Cruel Care: A history of children at our borders
Monash University Publishing, $34.99 pb, 309 pp
The historian Jordana Silverstein’s masterful new book, Cruel Care, begins with an account of the Murugappan family. Many Australians will remember this family: the hard-working parents seeking asylum from Sri Lanka, and their two Australian-born children, taken from their home in Biloela by the Australian government at five o’clock one morning in 2018. The family was detained for four years in Melbourne and Perth and on Christmas Island. The case was so drawn out that, in the rare photographs released to the public, we saw the children growing up. Their treatment was illogical, unjust, unkind, and expensive, and provoked a sharp emotional response from the public.

◇ ◇ ◇

*PROBLEM 1*
According to the review of Cruel Care, for how many years was the Murugappan family detained?
*PROBLEM 2*
Pick up the review of Cruel Care after its last sentence and keep writing it.
The listing that comes after this review is from a separate source.

*MATERIAL PROVIDED*
◇ ◇ ◇

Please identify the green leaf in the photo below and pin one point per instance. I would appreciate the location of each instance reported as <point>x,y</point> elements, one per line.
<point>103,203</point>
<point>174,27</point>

◇ ◇ ◇

*OUTPUT 1*
Four years.

*OUTPUT 2*
Silverstein poses a question that many Australians have asked over three decades of Australia’s harsh asylum policies. We asked the question in the 1990s, when the length of time children spent in detention expanded inexplicably. We asked it again in the early 2000s, when the rescued passengers of the MV Tampa, including children, were sent to Nauru and Papua New Guinea. We celebrated the release of children from detention in the mid-2000s but then once again questioned our humanity when hundreds of children were sent to Nauru in 2012 and 2013. We asked the question when we learned from the Guardian’s Nauru files that over half of the leaked incident reports related to children, and when we heard of the thirty children who, after years of the violence of detention, succumbed to resignation syndrome and gave up on life; and when we added up the millions of dollars the government spent in legal fees fighting their applications for treatment in Australian hospitals.
How could Australia do this to children? More specifically, how could our politicians and policymakers do this to children? Silverstein’s book considers these questions, and offers two answers.